**Exercise passage:**
Robert E. Linder, 88, a founding partner of Cope Linder Architects in Philadelphia, died on Thanksgiving of complications from Parkinson's disease at the Quadrangle retirement community in Haverford.
A native of Farrell, Pa., Mr. Linder earned a bachelor's degree in engineering from what is now Carnegie Mellon University. During World War II, he served in the Navy in the Pacific, where he captained an LSM.
After his discharge, he worked for engineering firms in Philadelphia. In 1966, he joined with Gerald M. Cope, an architect, and Anthony Walmsley, a landscape architect, to form Cope, Linder & Walmsley Architects, now Cope Linder.
Mr. Linder was involved with engineering projects and took over financial duties for the firm, including contract negotiations and payroll and personnel issues, said William O'Keefe, a partner with the firm. "This freed Gerry Cope to work on designs," said O'Keefe, who was hired by Mr. Linder in 1985.
Cope Linder was the architect for an early shopping mall in Columbia, Md., and later designed One Reading Center and the Aramark building in Philadelphia. The firm won back-to-back gold medals from the American Institute of Architects in 1981 and in 1982 for Sesame Place, the play park in Bucks County, and the Philadelphia Stock Exchange Building, also known as the Atrium, at 19th and Market Streets.

**Data provided:**
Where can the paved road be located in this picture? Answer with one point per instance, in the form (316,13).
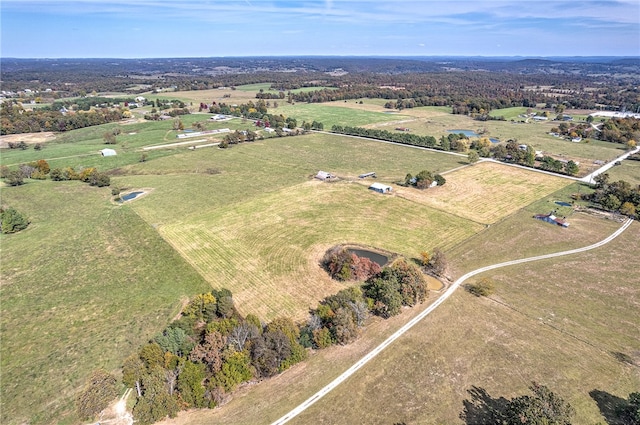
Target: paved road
(353,369)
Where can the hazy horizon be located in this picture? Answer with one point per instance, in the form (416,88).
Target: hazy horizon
(363,28)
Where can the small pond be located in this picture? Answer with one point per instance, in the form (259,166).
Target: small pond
(468,133)
(130,196)
(376,257)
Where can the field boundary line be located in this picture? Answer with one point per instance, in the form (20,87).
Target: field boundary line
(364,360)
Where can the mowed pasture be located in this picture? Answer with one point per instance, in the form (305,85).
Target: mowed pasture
(82,287)
(499,344)
(565,323)
(267,250)
(486,192)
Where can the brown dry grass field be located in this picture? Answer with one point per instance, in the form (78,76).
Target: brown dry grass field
(486,192)
(549,321)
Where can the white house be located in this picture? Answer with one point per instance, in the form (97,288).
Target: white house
(380,188)
(108,152)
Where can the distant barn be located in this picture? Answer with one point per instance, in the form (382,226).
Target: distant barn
(381,188)
(323,175)
(550,218)
(108,152)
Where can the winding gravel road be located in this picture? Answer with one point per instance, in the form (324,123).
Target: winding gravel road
(353,369)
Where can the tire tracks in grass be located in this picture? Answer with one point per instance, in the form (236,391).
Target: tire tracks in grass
(360,363)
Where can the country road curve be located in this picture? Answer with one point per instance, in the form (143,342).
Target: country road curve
(360,363)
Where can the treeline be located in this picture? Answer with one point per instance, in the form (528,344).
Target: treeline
(40,170)
(14,119)
(617,196)
(199,359)
(615,130)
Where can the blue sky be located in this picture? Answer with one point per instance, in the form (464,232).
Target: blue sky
(209,28)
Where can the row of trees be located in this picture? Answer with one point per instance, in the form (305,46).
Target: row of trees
(40,170)
(14,119)
(615,196)
(199,359)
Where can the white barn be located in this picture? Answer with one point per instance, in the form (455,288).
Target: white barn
(108,152)
(380,188)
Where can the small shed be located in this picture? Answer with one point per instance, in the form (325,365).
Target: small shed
(550,218)
(323,175)
(381,188)
(108,152)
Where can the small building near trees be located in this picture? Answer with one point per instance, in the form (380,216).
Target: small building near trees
(108,152)
(323,175)
(380,188)
(550,218)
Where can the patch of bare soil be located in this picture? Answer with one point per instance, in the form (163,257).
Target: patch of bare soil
(29,138)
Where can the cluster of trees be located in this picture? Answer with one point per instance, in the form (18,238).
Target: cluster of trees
(342,264)
(543,406)
(625,131)
(615,196)
(199,359)
(12,221)
(423,179)
(14,119)
(40,170)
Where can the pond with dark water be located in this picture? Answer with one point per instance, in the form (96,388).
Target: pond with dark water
(376,257)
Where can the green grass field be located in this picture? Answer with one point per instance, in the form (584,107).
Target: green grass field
(90,280)
(84,285)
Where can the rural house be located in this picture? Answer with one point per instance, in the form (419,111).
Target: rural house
(550,218)
(381,188)
(108,152)
(323,175)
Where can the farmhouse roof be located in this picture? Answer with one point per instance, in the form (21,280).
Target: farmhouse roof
(108,152)
(379,187)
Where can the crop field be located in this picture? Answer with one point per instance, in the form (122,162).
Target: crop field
(84,285)
(182,186)
(486,192)
(629,171)
(277,273)
(90,280)
(565,323)
(545,327)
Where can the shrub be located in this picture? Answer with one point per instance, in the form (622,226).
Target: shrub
(11,221)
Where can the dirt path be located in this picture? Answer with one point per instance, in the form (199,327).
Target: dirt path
(353,369)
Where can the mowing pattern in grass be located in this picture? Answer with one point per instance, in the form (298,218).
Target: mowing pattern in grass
(266,250)
(566,323)
(82,287)
(487,192)
(333,114)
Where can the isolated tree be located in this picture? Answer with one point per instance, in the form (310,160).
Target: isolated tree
(14,178)
(438,263)
(543,408)
(12,221)
(483,288)
(473,157)
(571,168)
(99,391)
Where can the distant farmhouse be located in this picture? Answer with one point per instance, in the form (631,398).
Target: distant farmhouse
(108,152)
(550,218)
(380,188)
(323,175)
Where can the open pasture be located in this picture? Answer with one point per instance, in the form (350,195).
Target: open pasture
(183,187)
(266,250)
(82,287)
(628,171)
(559,322)
(486,192)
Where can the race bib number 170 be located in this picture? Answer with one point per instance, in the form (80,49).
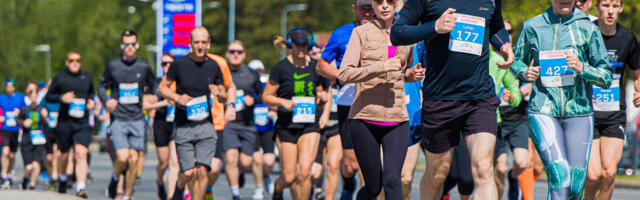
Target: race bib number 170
(468,35)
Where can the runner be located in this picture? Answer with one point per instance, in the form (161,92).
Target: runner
(585,6)
(34,120)
(514,135)
(73,89)
(264,160)
(294,89)
(375,119)
(163,126)
(197,78)
(126,77)
(610,116)
(458,91)
(11,102)
(240,135)
(334,51)
(560,110)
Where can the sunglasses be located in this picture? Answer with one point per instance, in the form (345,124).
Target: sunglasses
(129,44)
(388,1)
(238,52)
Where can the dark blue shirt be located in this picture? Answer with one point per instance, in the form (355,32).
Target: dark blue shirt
(451,75)
(337,44)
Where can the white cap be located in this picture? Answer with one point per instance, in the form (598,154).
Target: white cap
(256,64)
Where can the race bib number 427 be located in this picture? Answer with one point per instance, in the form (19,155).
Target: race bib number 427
(554,71)
(468,35)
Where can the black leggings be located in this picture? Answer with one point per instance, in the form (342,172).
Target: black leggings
(366,139)
(460,171)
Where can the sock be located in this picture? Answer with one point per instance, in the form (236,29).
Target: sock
(526,184)
(63,177)
(235,191)
(80,186)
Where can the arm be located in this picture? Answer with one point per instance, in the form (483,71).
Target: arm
(350,69)
(407,29)
(597,70)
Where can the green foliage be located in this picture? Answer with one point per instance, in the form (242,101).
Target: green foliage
(93,27)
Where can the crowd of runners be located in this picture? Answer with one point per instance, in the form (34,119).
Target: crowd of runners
(437,76)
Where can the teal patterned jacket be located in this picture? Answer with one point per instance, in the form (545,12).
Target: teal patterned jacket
(549,31)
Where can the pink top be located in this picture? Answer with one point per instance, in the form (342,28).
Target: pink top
(382,123)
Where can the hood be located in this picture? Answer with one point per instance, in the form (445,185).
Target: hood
(553,18)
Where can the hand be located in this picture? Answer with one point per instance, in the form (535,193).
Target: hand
(574,63)
(90,104)
(525,90)
(416,73)
(230,114)
(67,97)
(248,100)
(111,105)
(531,73)
(507,54)
(506,96)
(27,123)
(393,64)
(446,22)
(288,104)
(183,99)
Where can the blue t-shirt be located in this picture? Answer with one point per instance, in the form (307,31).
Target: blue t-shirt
(337,44)
(9,104)
(412,91)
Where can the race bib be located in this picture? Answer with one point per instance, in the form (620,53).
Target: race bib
(171,113)
(37,137)
(77,107)
(53,119)
(239,100)
(305,110)
(129,93)
(197,109)
(261,116)
(334,103)
(468,35)
(11,118)
(554,71)
(607,99)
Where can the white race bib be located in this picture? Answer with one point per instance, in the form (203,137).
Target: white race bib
(468,35)
(261,116)
(77,107)
(239,100)
(128,93)
(53,119)
(37,137)
(554,71)
(305,110)
(607,99)
(11,118)
(197,109)
(171,113)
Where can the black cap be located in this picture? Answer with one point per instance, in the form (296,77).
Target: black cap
(299,36)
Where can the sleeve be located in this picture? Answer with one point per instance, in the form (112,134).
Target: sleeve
(510,83)
(330,52)
(522,54)
(104,84)
(257,86)
(350,69)
(151,82)
(53,94)
(407,28)
(634,54)
(597,69)
(499,35)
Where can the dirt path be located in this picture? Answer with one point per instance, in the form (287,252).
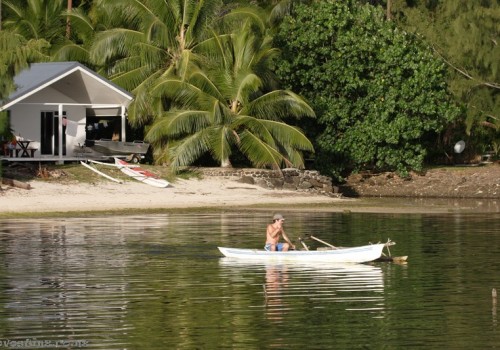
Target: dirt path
(451,182)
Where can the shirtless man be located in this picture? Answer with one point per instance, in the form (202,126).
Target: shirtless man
(273,233)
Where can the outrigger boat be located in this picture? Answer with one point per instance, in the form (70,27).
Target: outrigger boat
(134,150)
(140,174)
(331,254)
(343,255)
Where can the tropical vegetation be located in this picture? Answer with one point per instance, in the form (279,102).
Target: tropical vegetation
(379,92)
(237,82)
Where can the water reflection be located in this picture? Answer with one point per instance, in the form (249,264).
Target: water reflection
(158,281)
(359,287)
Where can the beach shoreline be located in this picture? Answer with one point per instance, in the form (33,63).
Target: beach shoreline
(47,198)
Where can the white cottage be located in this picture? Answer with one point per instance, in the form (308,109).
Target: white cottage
(91,107)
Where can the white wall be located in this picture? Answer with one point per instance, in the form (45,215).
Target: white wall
(25,119)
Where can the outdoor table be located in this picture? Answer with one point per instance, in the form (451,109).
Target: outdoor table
(24,148)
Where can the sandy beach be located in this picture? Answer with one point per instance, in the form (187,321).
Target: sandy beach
(225,193)
(44,197)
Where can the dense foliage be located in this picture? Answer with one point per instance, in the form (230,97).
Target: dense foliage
(466,34)
(379,93)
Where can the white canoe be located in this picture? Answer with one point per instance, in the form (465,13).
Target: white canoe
(343,255)
(140,174)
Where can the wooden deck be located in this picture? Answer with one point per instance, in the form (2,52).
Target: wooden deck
(53,159)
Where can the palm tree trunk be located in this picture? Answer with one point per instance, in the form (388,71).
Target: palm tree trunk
(68,21)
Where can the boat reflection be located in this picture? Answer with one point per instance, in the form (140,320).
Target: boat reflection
(353,287)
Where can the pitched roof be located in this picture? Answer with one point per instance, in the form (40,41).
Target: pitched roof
(41,75)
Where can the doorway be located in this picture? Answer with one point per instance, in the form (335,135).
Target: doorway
(49,140)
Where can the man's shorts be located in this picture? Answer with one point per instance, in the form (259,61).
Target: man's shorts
(279,247)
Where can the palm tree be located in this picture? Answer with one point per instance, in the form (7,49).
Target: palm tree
(231,104)
(157,39)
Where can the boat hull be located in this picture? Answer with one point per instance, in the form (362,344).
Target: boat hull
(117,148)
(344,255)
(140,174)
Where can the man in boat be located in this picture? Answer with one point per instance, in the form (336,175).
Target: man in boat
(273,233)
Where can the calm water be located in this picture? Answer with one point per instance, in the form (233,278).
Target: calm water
(159,282)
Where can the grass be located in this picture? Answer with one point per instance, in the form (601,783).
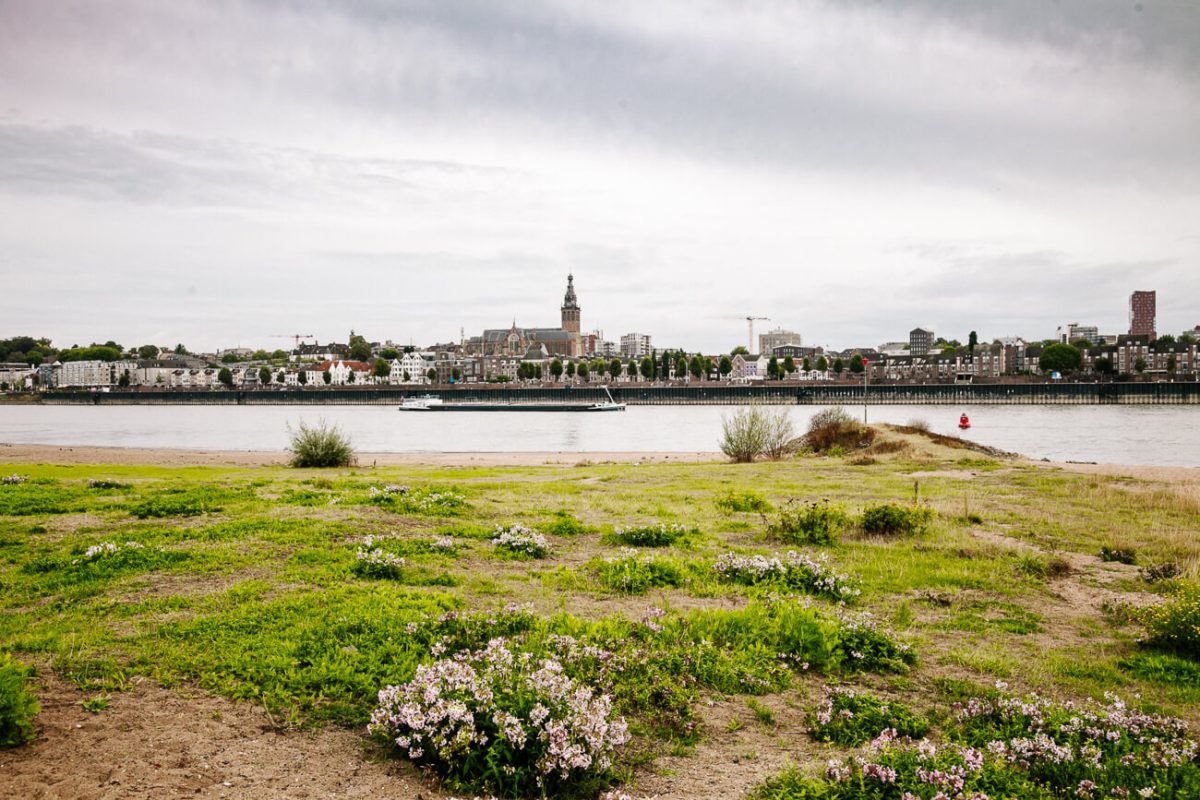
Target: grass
(244,582)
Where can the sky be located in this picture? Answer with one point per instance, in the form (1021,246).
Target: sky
(232,173)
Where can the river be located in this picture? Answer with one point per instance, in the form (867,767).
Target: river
(1127,434)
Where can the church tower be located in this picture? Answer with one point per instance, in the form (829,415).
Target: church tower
(571,317)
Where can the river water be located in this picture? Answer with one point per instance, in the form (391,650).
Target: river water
(1126,434)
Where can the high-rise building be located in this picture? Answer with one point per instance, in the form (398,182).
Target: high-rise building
(635,346)
(772,340)
(571,317)
(921,341)
(1143,310)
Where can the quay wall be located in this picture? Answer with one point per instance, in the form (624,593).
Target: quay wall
(1057,394)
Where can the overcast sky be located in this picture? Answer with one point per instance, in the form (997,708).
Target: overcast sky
(222,173)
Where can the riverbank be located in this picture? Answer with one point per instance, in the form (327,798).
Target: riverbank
(243,583)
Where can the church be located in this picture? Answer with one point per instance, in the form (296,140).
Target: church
(534,342)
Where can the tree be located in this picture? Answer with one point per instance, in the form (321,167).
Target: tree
(1060,358)
(360,349)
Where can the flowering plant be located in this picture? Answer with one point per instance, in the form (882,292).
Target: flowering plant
(795,570)
(521,541)
(503,721)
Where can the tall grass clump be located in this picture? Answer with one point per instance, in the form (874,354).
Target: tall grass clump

**Tasks to perform:**
1 > According to the Linder obituary, which two projects won the firm back-to-back gold medals from the American Institute of Architects?
2 > Please output the part of the Linder obituary from "A native of" up to and including "captained an LSM.".
You can set the listing aside; it isn't needed.

**Results in order:**
1 > Sesame Place and the Philadelphia Stock Exchange Building, also known as the Atrium.

2 >
A native of Farrell, Pa., Mr. Linder earned a bachelor's degree in engineering from what is now Carnegie Mellon University. During World War II, he served in the Navy in the Pacific, where he captained an LSM.